Exercise description:
Reproduce, unchanged, the part of the listing that opens with the line containing "the **man's eyebrow**?" and closes with the line containing "48), (209, 45)]", including both of those lines.

Provided material:

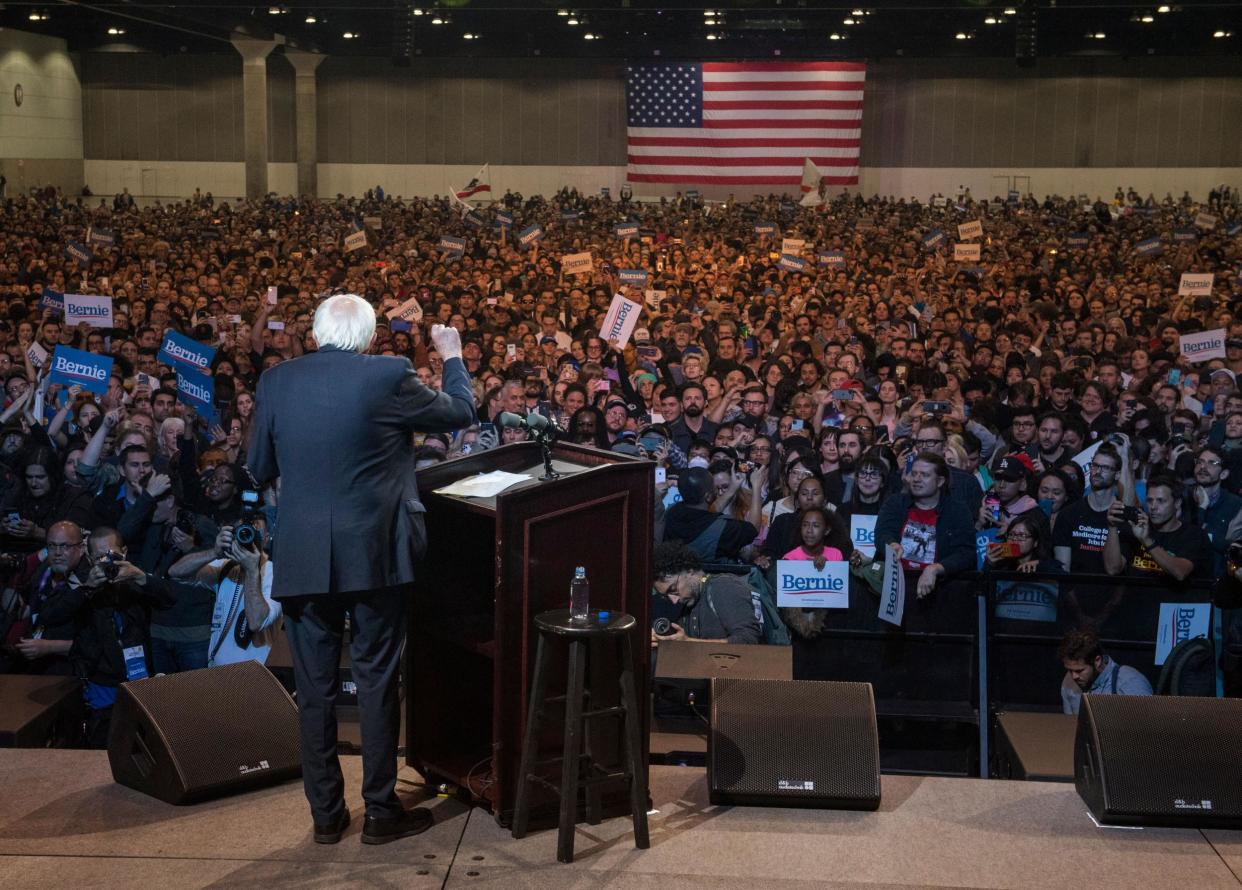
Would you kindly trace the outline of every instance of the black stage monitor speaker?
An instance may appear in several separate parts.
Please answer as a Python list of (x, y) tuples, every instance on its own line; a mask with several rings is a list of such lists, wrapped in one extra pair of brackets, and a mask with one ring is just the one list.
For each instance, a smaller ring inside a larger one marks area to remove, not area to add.
[(302, 775), (293, 699), (258, 662), (120, 684), (112, 777), (168, 803), (197, 803)]
[(1103, 824), (1242, 828), (1242, 701), (1084, 695), (1074, 784)]
[(878, 808), (871, 684), (713, 679), (707, 781), (714, 804)]

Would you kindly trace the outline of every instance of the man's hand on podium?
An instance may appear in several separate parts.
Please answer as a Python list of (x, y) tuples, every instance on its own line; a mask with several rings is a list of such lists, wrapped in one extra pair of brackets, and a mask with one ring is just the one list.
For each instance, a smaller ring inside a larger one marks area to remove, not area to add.
[(445, 361), (462, 357), (462, 338), (457, 329), (450, 325), (431, 325), (431, 343)]

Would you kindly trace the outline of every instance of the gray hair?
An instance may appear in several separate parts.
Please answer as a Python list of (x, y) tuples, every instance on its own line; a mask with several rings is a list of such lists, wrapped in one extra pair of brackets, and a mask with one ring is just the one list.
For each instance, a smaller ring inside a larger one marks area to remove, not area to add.
[(375, 339), (375, 309), (356, 294), (329, 297), (315, 309), (313, 330), (320, 348), (364, 353)]

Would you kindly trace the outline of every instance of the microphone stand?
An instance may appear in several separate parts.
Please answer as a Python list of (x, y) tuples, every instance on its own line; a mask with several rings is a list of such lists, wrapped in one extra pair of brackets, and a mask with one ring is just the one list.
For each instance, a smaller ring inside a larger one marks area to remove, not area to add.
[(553, 421), (549, 421), (542, 429), (530, 429), (530, 433), (535, 437), (535, 442), (539, 443), (539, 448), (543, 451), (544, 456), (544, 474), (539, 477), (539, 482), (551, 482), (553, 479), (559, 479), (560, 473), (551, 468), (551, 447), (556, 442), (556, 436), (560, 433), (560, 427), (558, 427)]

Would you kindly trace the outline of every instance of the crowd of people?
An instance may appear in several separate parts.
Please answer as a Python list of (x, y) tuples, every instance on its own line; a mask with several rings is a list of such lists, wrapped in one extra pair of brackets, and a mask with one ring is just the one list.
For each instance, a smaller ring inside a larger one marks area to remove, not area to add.
[[(653, 461), (655, 587), (691, 612), (700, 565), (864, 577), (887, 551), (919, 600), (989, 569), (1242, 581), (1236, 191), (497, 199), (0, 202), (0, 670), (81, 678), (99, 744), (120, 681), (262, 657), (279, 498), (245, 470), (255, 393), (335, 293), (432, 387), (430, 325), (462, 334), (481, 422), (419, 436), (417, 465), (524, 438), (505, 411)], [(111, 326), (66, 325), (66, 293), (111, 297)], [(616, 295), (625, 339), (601, 336)], [(168, 330), (215, 350), (214, 411), (178, 392)], [(1182, 354), (1213, 330), (1222, 357)], [(57, 346), (109, 355), (106, 392), (50, 382)], [(822, 627), (714, 605), (655, 642)]]

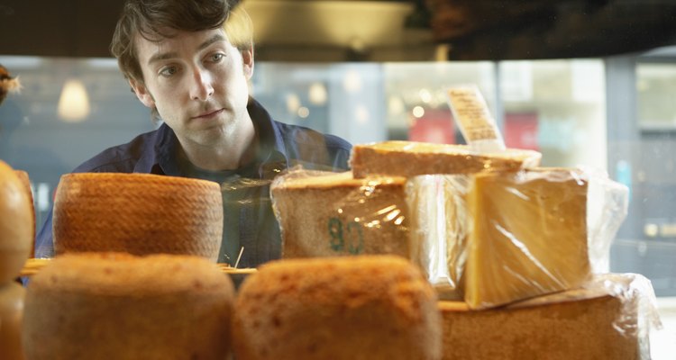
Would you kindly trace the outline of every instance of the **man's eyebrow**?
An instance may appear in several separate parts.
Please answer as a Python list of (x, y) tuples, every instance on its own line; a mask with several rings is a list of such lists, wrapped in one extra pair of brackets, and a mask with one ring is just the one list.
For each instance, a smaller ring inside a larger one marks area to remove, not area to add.
[(211, 45), (211, 44), (213, 44), (215, 42), (224, 41), (224, 40), (225, 40), (225, 37), (224, 37), (221, 34), (215, 34), (215, 35), (212, 36), (211, 38), (207, 39), (205, 42), (201, 43), (199, 45), (199, 47), (197, 48), (197, 50), (203, 50), (208, 48), (209, 45)]
[[(197, 47), (197, 50), (203, 50), (208, 48), (211, 44), (215, 42), (218, 42), (218, 41), (223, 41), (224, 40), (225, 38), (223, 35), (215, 34), (212, 36), (211, 38), (207, 39), (206, 41), (199, 44), (199, 46)], [(151, 56), (151, 58), (148, 59), (148, 64), (152, 64), (153, 62), (156, 62), (156, 61), (166, 60), (168, 58), (176, 58), (178, 56), (178, 54), (177, 52), (161, 52), (161, 53)]]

Solution for this problem:
Would you kindly trace the outline of every instance of the **man's eyebrow**?
An instance may appear in several separate parts.
Please answer as a Python list of (x, y) tuples, every instance on its own line; a mask with several rings is a list of such lists, wrapped in one extra pair of brackets, and a mask with one ring is just the one list.
For each instance, a smaller ring inside a larger one marks area to remove, not area to add.
[(211, 45), (211, 44), (213, 44), (215, 42), (224, 41), (224, 40), (225, 40), (225, 37), (224, 37), (221, 34), (215, 34), (215, 35), (212, 36), (211, 38), (207, 39), (205, 42), (201, 43), (199, 45), (199, 47), (197, 48), (197, 50), (203, 50), (208, 48), (209, 45)]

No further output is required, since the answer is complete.